La nostalgia del passato può spiegare simili atteggiamenti solo in parte. Per tutto il resto ci sono situazioni di disagio concrete. Certo viviamo in un’era storica nel segno della pace, della democrazia e dei diritti umani – almeno in Europa – tuttavia le crisi e le tensioni internazionali ci fanno avvertire uno stato di pericolo permanente che sperimentiamo nelle nostre vite quotidiane ogni volta che prendiamo un aereo, saliamo su un mezzo pubblico, ci troviamo in un luogo affollato. Qualcuno si è spinto a dire che l’umanità è tornata a vivere in un mondo instabile, quasi come un secolo fa. Anche a casa nostra certi valori che consideravamo fondamentali e riconosciuti universalmente sembrano vacillare sotto i colpi dei populismi e dei nazionalismi dilaganti.
Pure la crescita economica e industriale sostenuta da una massiccia richiesta di beni di consumo ci mostra da tempo l’altro lato della medaglia: l’inquinamento delle acque e dell’aria, il consumo di suolo, la perdita di biodiversità. Le emissioni nocive prodotte dalle industrie, dalle abitazioni e dal sistema della mobilità sono responsabili di malattie e decessi, concorrono al riscaldamento globale e ai cambiamenti climatici che sono a loro volta fonte di disastri e fenomeni atmosferici estremi.
Il nostro Pianeta è al centro di una crisi ambientale senza precedenti: problemi annosi come quello della sovrappopolazione si sommano a nuovi allarmi.

Record di un dataset di annotazioni a punti:
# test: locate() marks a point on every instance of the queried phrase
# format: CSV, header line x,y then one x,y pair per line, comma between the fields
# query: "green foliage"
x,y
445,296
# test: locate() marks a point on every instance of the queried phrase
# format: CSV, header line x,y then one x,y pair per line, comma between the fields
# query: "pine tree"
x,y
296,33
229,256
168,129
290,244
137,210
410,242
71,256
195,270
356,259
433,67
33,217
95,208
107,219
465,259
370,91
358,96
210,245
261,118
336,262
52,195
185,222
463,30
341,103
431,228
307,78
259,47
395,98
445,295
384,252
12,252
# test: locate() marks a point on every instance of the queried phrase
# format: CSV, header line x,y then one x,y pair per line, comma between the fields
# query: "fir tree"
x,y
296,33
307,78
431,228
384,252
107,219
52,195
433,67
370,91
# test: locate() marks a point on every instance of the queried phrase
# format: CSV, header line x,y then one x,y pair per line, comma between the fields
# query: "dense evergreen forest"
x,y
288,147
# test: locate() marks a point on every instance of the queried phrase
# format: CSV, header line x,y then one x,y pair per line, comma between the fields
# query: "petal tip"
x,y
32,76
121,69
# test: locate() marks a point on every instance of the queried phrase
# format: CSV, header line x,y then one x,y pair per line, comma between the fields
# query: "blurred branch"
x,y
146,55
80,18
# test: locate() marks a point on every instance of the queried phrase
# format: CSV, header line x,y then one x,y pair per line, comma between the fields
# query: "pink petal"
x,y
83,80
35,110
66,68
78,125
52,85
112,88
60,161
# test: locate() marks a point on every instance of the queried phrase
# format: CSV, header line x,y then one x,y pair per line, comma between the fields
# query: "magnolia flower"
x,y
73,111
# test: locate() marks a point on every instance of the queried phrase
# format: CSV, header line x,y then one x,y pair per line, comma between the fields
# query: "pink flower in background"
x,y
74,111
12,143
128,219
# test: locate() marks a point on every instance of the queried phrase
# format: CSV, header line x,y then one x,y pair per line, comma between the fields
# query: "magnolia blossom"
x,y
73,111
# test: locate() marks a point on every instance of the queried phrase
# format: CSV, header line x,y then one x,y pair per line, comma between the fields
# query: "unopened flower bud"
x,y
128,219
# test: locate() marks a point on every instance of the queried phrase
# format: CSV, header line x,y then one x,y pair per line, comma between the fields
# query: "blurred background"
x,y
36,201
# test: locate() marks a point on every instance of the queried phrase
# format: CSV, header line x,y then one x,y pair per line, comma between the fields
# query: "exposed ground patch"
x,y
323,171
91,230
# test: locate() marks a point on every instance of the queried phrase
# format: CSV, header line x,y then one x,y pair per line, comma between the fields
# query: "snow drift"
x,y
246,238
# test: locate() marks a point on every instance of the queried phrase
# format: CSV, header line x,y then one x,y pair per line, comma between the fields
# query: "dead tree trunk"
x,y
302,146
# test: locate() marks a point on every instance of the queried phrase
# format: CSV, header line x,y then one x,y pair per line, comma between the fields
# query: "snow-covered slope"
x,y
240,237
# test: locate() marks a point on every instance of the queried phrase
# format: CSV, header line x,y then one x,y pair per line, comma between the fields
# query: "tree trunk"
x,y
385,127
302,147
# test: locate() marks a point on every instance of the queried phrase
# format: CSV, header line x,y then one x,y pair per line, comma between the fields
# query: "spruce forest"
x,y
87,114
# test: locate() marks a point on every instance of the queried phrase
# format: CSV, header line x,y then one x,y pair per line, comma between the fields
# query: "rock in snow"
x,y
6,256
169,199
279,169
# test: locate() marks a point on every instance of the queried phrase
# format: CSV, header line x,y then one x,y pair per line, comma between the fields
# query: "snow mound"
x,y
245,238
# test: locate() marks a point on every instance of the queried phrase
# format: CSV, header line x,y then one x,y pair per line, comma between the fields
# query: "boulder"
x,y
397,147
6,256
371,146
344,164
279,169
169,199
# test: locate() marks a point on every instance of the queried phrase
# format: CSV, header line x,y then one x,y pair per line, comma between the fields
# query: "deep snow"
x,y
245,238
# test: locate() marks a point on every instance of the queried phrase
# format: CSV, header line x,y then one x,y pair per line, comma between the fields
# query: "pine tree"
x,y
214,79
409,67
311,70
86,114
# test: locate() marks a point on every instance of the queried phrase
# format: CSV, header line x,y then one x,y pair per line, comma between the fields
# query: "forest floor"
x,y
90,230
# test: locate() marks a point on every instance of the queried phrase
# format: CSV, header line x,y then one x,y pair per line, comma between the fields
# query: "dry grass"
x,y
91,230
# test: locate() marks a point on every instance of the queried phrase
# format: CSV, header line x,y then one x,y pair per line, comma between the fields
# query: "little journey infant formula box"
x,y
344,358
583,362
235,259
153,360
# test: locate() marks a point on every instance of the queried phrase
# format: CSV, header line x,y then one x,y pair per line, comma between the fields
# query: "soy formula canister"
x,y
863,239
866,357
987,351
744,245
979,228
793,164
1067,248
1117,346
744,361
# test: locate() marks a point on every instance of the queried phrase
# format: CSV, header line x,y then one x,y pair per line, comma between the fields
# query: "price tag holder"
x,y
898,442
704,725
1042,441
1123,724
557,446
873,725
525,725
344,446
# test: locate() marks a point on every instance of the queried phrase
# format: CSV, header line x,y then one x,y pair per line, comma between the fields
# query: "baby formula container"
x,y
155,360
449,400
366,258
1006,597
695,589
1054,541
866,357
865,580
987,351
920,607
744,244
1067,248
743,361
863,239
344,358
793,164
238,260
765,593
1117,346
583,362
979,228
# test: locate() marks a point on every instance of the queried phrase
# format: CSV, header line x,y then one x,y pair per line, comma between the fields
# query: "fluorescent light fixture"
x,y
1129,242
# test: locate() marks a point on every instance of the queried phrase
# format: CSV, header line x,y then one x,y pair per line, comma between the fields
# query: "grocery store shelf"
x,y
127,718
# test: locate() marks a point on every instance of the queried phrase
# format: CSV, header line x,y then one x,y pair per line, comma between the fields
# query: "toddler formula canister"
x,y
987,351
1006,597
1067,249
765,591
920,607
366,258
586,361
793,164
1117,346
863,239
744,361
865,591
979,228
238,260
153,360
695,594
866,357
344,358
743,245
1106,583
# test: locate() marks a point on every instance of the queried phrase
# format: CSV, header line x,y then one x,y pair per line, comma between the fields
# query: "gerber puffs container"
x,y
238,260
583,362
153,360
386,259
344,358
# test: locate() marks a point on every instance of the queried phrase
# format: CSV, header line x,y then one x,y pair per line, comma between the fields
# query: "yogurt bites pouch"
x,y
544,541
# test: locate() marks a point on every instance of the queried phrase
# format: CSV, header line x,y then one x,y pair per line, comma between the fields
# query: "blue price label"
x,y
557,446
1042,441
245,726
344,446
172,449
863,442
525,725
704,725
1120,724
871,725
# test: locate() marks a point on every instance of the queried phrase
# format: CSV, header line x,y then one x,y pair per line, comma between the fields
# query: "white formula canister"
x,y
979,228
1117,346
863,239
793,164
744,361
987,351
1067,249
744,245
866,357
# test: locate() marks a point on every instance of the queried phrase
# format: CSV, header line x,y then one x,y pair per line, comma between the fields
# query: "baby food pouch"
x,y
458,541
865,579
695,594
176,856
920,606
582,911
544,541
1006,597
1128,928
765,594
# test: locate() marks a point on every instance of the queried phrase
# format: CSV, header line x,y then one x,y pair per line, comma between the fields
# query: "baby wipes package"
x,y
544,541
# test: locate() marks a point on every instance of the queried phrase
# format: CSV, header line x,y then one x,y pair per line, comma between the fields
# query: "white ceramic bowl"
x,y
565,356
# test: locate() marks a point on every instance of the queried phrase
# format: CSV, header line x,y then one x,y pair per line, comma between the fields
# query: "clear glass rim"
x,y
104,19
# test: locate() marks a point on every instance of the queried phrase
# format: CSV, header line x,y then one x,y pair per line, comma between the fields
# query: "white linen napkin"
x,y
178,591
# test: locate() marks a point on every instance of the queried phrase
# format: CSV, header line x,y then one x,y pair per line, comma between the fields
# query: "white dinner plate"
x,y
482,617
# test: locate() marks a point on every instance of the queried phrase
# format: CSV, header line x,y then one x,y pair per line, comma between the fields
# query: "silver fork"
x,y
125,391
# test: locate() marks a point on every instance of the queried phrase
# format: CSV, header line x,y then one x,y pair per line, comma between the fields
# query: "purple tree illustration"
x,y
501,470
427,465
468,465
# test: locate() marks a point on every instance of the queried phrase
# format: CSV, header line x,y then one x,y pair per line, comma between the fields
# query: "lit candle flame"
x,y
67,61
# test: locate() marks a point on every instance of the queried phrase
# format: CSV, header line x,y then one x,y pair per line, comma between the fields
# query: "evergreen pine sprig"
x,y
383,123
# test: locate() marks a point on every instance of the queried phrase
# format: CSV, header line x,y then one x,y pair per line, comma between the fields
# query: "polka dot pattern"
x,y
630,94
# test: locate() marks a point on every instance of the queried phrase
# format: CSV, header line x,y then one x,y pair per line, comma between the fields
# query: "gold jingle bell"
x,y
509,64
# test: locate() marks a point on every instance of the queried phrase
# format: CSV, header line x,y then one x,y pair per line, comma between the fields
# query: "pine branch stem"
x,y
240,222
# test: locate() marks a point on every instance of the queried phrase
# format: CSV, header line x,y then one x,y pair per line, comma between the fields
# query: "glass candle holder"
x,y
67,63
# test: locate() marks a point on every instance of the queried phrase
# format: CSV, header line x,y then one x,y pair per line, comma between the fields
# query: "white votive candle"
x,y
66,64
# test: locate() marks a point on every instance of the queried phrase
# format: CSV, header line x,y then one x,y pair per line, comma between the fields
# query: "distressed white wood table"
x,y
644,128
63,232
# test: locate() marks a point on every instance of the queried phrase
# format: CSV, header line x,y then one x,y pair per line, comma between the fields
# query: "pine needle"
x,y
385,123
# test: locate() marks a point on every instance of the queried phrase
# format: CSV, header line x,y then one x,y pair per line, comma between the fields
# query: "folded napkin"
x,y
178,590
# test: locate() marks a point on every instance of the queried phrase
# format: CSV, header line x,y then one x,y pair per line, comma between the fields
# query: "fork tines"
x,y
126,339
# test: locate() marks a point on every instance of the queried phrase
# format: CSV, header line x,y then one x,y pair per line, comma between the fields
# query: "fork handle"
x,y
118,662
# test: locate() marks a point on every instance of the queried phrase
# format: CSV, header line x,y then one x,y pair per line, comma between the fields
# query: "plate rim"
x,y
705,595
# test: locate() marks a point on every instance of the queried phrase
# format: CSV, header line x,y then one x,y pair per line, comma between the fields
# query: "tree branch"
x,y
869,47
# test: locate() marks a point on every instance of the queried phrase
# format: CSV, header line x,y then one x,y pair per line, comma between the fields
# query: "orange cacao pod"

* _Elenco dei compiti_:
(a) Riscrivi una parte dell'estratto: comincia dalle parole che contengono "La nostalgia del" e fermati dopo "dei nazionalismi dilaganti.", mettendo "treno" al posto di "aereo".
(b) Secondo l'estratto, che cosa mostra da tempo la crescita economica e industriale come l'altro lato della medaglia?
Questi record provengono da una fonte diversa.

* _Soluzioni_:
(a)
La nostalgia del passato può spiegare simili atteggiamenti solo in parte. Per tutto il resto ci sono situazioni di disagio concrete. Certo viviamo in un’era storica nel segno della pace, della democrazia e dei diritti umani – almeno in Europa – tuttavia le crisi e le tensioni internazionali ci fanno avvertire uno stato di pericolo permanente che sperimentiamo nelle nostre vite quotidiane ogni volta che prendiamo un treno, saliamo su un mezzo pubblico, ci troviamo in un luogo affollato. Qualcuno si è spinto a dire che l’umanità è tornata a vivere in un mondo instabile, quasi come un secolo fa. Anche a casa nostra certi valori che consideravamo fondamentali e riconosciuti universalmente sembrano vacillare sotto i colpi dei populismi e dei nazionalismi dilaganti.

(b) L'inquinamento delle acque e dell'aria, il consumo di suolo e la perdita di biodiversità.